Saved entries
[start]
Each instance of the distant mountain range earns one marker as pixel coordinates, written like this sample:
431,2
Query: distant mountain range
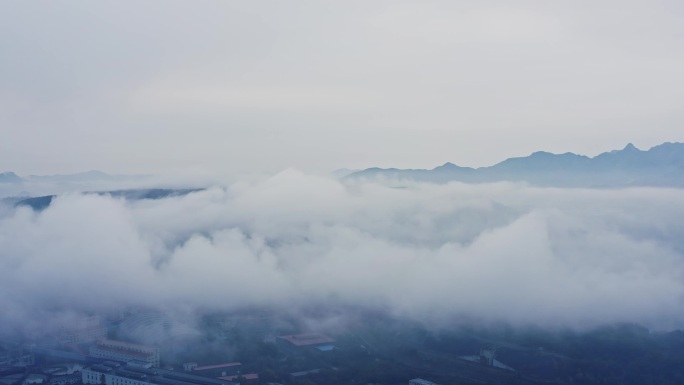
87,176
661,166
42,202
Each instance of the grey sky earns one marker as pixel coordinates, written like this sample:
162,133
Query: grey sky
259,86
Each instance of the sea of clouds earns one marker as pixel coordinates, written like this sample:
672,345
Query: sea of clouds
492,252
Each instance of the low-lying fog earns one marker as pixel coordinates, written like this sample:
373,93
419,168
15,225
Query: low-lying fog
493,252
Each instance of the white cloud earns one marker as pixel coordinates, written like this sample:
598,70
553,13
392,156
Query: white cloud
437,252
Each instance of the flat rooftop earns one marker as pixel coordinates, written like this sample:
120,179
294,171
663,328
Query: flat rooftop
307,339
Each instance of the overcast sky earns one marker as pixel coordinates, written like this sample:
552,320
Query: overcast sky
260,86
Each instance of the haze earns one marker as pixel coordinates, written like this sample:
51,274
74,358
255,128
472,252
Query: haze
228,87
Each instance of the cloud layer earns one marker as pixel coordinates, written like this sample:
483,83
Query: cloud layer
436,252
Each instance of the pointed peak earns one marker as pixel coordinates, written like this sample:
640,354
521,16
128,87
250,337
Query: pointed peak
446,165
[end]
# [Task instructions]
Can you write out every one of the records again, switching "earns" to "receives" while keeping everything else the same and leaving the pictures out?

# [Completed task]
Each instance of the distant mountain range receives one marker as pixel coordinates, written like this sample:
431,2
Query: distant mountain range
87,176
661,166
42,202
Each instance of the grey sky receives one marker as pixel coordinates, written like this sample:
162,133
Query: grey sky
259,86
Each instance of the sea of clouds receives one marker as pixel coordinates, written like this sample:
672,345
Query: sea of clouds
492,252
Each instance of the low-lying fog receives one marker as pixel coordinates, written like this sample:
373,93
419,168
15,225
Query: low-lying fog
493,252
Each instance of the white cloud receives one marker as pixel coordinates, written like this sample:
598,70
553,13
392,156
Query: white cloud
437,252
Each instance of the flat rooftop receives one marker as pixel coordinates, written like this sample:
120,179
294,171
663,328
Query: flat rooftop
307,339
Each instance of the overcast sky receives one marker as pixel coordinates, written like this sample:
552,320
Query: overcast sky
260,86
Each instance of the haze receives one marker as pixel coordinates, written like this sample:
51,274
74,358
255,128
472,252
Query: haze
228,87
Each instance of the cloud layer receives one marker as pixel coordinates, written like this sample:
483,83
Query: cloud layer
436,252
Each instance of the pointed peak receives one marker as pixel coordinates, written like this sample:
640,354
521,16
128,87
250,337
Query: pointed peak
446,165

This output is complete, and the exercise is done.